AIM OF THE EXERCISE >> Could you restate the entries below word for word and leave out the pictures?

[Point localization data]
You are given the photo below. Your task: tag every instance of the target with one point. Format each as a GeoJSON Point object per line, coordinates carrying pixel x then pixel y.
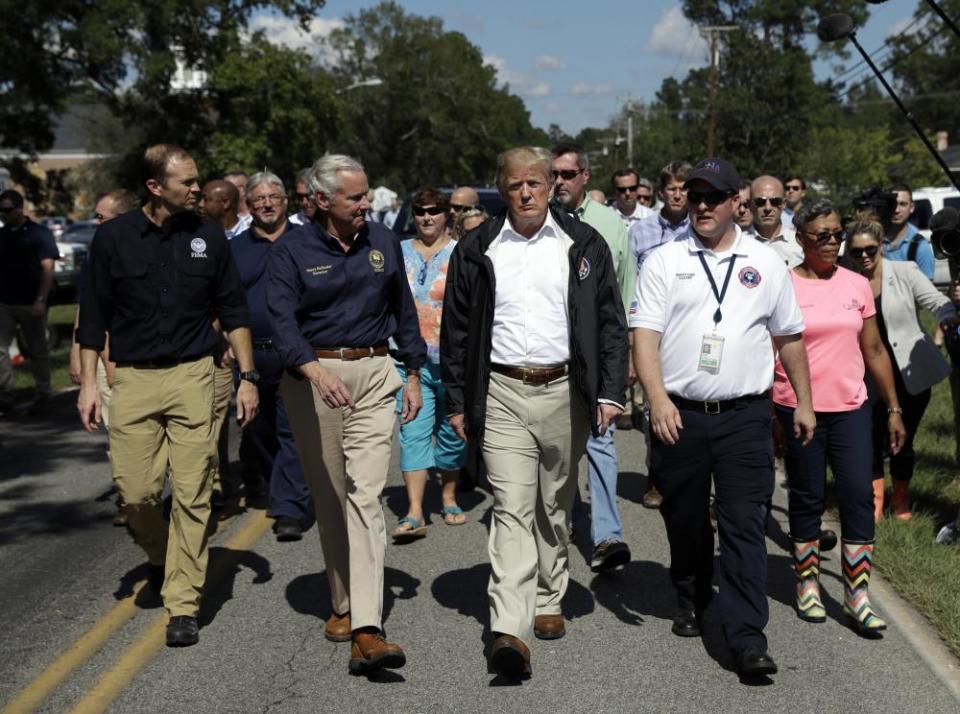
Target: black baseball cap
{"type": "Point", "coordinates": [716, 172]}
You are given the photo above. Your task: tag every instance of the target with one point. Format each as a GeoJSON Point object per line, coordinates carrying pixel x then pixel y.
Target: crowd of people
{"type": "Point", "coordinates": [729, 319]}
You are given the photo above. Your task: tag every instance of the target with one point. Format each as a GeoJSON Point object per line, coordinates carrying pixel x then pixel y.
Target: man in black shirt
{"type": "Point", "coordinates": [157, 278]}
{"type": "Point", "coordinates": [27, 254]}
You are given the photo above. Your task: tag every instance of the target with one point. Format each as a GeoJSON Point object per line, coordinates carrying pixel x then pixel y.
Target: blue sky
{"type": "Point", "coordinates": [577, 62]}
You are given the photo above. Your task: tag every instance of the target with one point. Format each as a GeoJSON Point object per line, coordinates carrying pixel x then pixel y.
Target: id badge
{"type": "Point", "coordinates": [711, 351]}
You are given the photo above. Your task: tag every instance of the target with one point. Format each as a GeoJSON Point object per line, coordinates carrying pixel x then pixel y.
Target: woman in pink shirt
{"type": "Point", "coordinates": [842, 341]}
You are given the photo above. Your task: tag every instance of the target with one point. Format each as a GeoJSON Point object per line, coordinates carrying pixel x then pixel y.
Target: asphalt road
{"type": "Point", "coordinates": [66, 572]}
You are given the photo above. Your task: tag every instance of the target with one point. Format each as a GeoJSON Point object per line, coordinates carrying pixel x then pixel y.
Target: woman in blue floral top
{"type": "Point", "coordinates": [429, 442]}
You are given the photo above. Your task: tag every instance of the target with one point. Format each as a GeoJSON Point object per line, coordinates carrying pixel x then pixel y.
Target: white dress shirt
{"type": "Point", "coordinates": [530, 318]}
{"type": "Point", "coordinates": [674, 298]}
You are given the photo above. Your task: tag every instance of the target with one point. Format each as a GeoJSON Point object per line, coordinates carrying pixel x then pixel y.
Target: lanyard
{"type": "Point", "coordinates": [719, 294]}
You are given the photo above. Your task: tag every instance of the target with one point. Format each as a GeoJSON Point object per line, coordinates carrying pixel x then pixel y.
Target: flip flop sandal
{"type": "Point", "coordinates": [452, 511]}
{"type": "Point", "coordinates": [416, 531]}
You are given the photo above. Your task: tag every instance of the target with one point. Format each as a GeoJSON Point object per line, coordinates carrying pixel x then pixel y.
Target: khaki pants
{"type": "Point", "coordinates": [34, 332]}
{"type": "Point", "coordinates": [156, 414]}
{"type": "Point", "coordinates": [346, 456]}
{"type": "Point", "coordinates": [534, 436]}
{"type": "Point", "coordinates": [222, 391]}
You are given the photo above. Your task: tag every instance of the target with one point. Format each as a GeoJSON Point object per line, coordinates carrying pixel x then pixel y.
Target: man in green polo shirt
{"type": "Point", "coordinates": [571, 172]}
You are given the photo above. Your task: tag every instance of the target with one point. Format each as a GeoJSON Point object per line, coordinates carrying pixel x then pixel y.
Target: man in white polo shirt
{"type": "Point", "coordinates": [707, 306]}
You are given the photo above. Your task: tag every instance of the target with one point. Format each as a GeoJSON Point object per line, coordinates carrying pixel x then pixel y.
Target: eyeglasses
{"type": "Point", "coordinates": [824, 236]}
{"type": "Point", "coordinates": [711, 198]}
{"type": "Point", "coordinates": [263, 200]}
{"type": "Point", "coordinates": [421, 211]}
{"type": "Point", "coordinates": [775, 201]}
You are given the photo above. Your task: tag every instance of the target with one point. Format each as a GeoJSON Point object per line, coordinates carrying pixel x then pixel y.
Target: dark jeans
{"type": "Point", "coordinates": [737, 449]}
{"type": "Point", "coordinates": [267, 448]}
{"type": "Point", "coordinates": [841, 439]}
{"type": "Point", "coordinates": [913, 405]}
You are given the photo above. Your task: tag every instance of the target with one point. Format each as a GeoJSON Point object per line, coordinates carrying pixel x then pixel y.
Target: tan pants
{"type": "Point", "coordinates": [534, 436]}
{"type": "Point", "coordinates": [346, 456]}
{"type": "Point", "coordinates": [222, 391]}
{"type": "Point", "coordinates": [158, 414]}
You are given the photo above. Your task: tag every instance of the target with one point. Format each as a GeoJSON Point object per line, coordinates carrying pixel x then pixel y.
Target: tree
{"type": "Point", "coordinates": [438, 116]}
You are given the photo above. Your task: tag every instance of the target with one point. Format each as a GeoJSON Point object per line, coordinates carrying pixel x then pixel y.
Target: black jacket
{"type": "Point", "coordinates": [598, 329]}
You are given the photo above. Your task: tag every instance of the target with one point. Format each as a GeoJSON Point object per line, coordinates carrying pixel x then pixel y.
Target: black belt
{"type": "Point", "coordinates": [718, 407]}
{"type": "Point", "coordinates": [159, 363]}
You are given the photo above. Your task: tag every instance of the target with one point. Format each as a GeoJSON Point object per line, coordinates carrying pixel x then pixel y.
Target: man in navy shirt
{"type": "Point", "coordinates": [27, 254]}
{"type": "Point", "coordinates": [337, 292]}
{"type": "Point", "coordinates": [267, 449]}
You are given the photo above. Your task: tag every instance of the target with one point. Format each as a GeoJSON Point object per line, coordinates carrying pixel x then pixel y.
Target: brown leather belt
{"type": "Point", "coordinates": [348, 354]}
{"type": "Point", "coordinates": [531, 375]}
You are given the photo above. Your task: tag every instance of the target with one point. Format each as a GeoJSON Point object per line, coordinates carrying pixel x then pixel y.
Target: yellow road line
{"type": "Point", "coordinates": [138, 655]}
{"type": "Point", "coordinates": [35, 693]}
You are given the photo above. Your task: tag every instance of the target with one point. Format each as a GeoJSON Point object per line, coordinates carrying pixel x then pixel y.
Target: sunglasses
{"type": "Point", "coordinates": [421, 211]}
{"type": "Point", "coordinates": [870, 250]}
{"type": "Point", "coordinates": [775, 201]}
{"type": "Point", "coordinates": [711, 198]}
{"type": "Point", "coordinates": [566, 174]}
{"type": "Point", "coordinates": [824, 236]}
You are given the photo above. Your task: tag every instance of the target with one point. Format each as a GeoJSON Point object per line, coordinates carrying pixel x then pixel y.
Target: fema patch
{"type": "Point", "coordinates": [750, 277]}
{"type": "Point", "coordinates": [584, 270]}
{"type": "Point", "coordinates": [198, 246]}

EXERCISE RESULT >>
You are given the photo below. Your task: tag every instance of the target with one point. Format each as a GeoJSON Point object per line, coordinates carrying pixel x then pixel y.
Target: black baseball cap
{"type": "Point", "coordinates": [716, 172]}
You are given the photo above. Your task: tag every instance of the target with one point. Format each as a GeoJSON Point object per line, coordinates carrying pixel x then pixel y.
Target: crowd of people
{"type": "Point", "coordinates": [729, 319]}
You are given the photo above. Your task: tag every instance of the target with one point. Format each as a GeoJSON Point object per line, coordinates carrying pixel x then pixel y.
Target: man in black shirt
{"type": "Point", "coordinates": [157, 278]}
{"type": "Point", "coordinates": [27, 254]}
You are given the photo above. Your task: tag every instance of the target with one point. Format each as a GeoJSON Point object per line, coordinates carrying pixel x then pixel y.
Target: blue sky
{"type": "Point", "coordinates": [577, 62]}
You are given the photo above. Your task: tag every instance of the target with one point. Format each as a GeoJSON Point object per line, coordinates carrying pixel x then pixel y.
Target: id badge
{"type": "Point", "coordinates": [711, 351]}
You are given the photo above. Your task: tag every instance of the target with one point. Format each as a GeoJSON Point object per line, coordinates carrying pixel x then pixel y.
Target: woman in pink shirt
{"type": "Point", "coordinates": [842, 341]}
You are given the photo above. Your task: tag every instance of the target with one point. Format each as a GeoJSON Point object per line, coordinates carrying pixel x then pixel y.
Target: asphalt road
{"type": "Point", "coordinates": [66, 572]}
You are given the photo above. Your task: tag every instance of the target with one point. Format each as a GeoJSON Point object per line, coordinates carrying pixel x then pixel y.
Target: woman in blue floral top
{"type": "Point", "coordinates": [429, 442]}
You are given the photo above. Your task: tag every instance of the target with one point. Format each as a GeoJSON Point object per line, coordinates carrying pixel x then pixel y.
Target: white dress shirt
{"type": "Point", "coordinates": [530, 318]}
{"type": "Point", "coordinates": [674, 298]}
You are given the photo above. Your task: tag every instance of the target with one point. Format each as a GeoJSON Point object per line, coordinates carrying pixel x then pixel y.
Target: lanyard
{"type": "Point", "coordinates": [719, 294]}
You are given the photo above. Your task: tag every instance of the target with one point. Format each as a GeoJSON Point object per line, coordinates carrying pixel x then pixel y.
Target: flip flop sandal
{"type": "Point", "coordinates": [452, 511]}
{"type": "Point", "coordinates": [416, 531]}
You are given the photo above. Your task: tag every instance of the target with one point. Format each as a GeoJSON Point object per line, coordinates carrying pixel x then pixel y.
Target: khaki pants
{"type": "Point", "coordinates": [34, 332]}
{"type": "Point", "coordinates": [156, 414]}
{"type": "Point", "coordinates": [346, 456]}
{"type": "Point", "coordinates": [534, 436]}
{"type": "Point", "coordinates": [222, 391]}
You are given the photo above. Your task: tag every instance of the target with one point. Format each as a GeoJSON Point object per line, coordinates carrying pixel x then pixel y.
Target: man in green polo shirt
{"type": "Point", "coordinates": [571, 172]}
You are given the photo above. Your task: tag every instance of the target with one point. Format each as a GeoJSON Point object per line, coordinates carrying pixel x then pixel y.
Target: man in white polo shirt
{"type": "Point", "coordinates": [707, 306]}
You are given the photo above. Your task: tag every instance of the target with one point. Format each as a GeoJSON Point object per line, coordinates carrying pixel x then pixel y.
Target: eyeglasses
{"type": "Point", "coordinates": [824, 236]}
{"type": "Point", "coordinates": [711, 198]}
{"type": "Point", "coordinates": [263, 200]}
{"type": "Point", "coordinates": [421, 211]}
{"type": "Point", "coordinates": [775, 201]}
You are given the photo above. Your task: tag every instance of the target with one point. Format each as a GeoJSON Point object per line, coordinates carrying pixel x then pixel y.
Target: dark jeans
{"type": "Point", "coordinates": [737, 449]}
{"type": "Point", "coordinates": [267, 448]}
{"type": "Point", "coordinates": [841, 439]}
{"type": "Point", "coordinates": [913, 405]}
You are given the photo above. Your task: tag every instance of the target with one point. Format each as a GeoJSON Point object per line, coordinates carrying pixel x then pixel y.
Target: tan pants
{"type": "Point", "coordinates": [534, 436]}
{"type": "Point", "coordinates": [346, 456]}
{"type": "Point", "coordinates": [222, 391]}
{"type": "Point", "coordinates": [158, 414]}
You are given the photo above. Your task: tag every instance of the target with one point. Format each as a GeoJSON Point object per line, coordinates carrying pixel x then pixel y.
Target: tree
{"type": "Point", "coordinates": [438, 116]}
You are given the photo above. Your task: tag every instance of the target with one point. Format each as a GeoJSON Point object per line, coordinates carrying pixel x then pixel y.
Target: black jacket
{"type": "Point", "coordinates": [598, 329]}
You are given the photo above. Your task: tag every instance of the target with one point. Format each as a GeoJSON Point object per line, coordinates carrying pixel x then pixel y.
Target: black belt
{"type": "Point", "coordinates": [718, 407]}
{"type": "Point", "coordinates": [159, 363]}
You are given the photo above. Your task: tag every instance of the target with one point. Format each as a GeoJSON Point object per line, coordinates carrying pixel x then pixel y.
Target: man in navy shirt
{"type": "Point", "coordinates": [27, 254]}
{"type": "Point", "coordinates": [337, 292]}
{"type": "Point", "coordinates": [267, 449]}
You are given the photo above. Your task: tag every instance of the target with one point. Format each as a GeoJSON Point object per line, coordinates carrying pixel x then pixel y.
Target: brown leather belt
{"type": "Point", "coordinates": [348, 354]}
{"type": "Point", "coordinates": [531, 375]}
You are given the photo above. Your task: tag every instance of the target with one point. Format each as a GeoJSON Point object per line, coordinates carrying pixel x then pixel y.
Target: yellow road line
{"type": "Point", "coordinates": [138, 655]}
{"type": "Point", "coordinates": [35, 693]}
You are given the photo above. Your task: tag every instance of the target with one point. Format each as a GeoJSON Point object per line, coordinates carrying pixel x then pixel y.
Target: sunglasses
{"type": "Point", "coordinates": [421, 211]}
{"type": "Point", "coordinates": [870, 250]}
{"type": "Point", "coordinates": [775, 201]}
{"type": "Point", "coordinates": [711, 198]}
{"type": "Point", "coordinates": [566, 174]}
{"type": "Point", "coordinates": [824, 236]}
You are given the photo above. Your task: tag every instance of the target with one point. Format each as a GeoJSON Point object per line, coordinates carrying pixel x then pixel y.
Target: fema patch
{"type": "Point", "coordinates": [750, 277]}
{"type": "Point", "coordinates": [584, 270]}
{"type": "Point", "coordinates": [198, 246]}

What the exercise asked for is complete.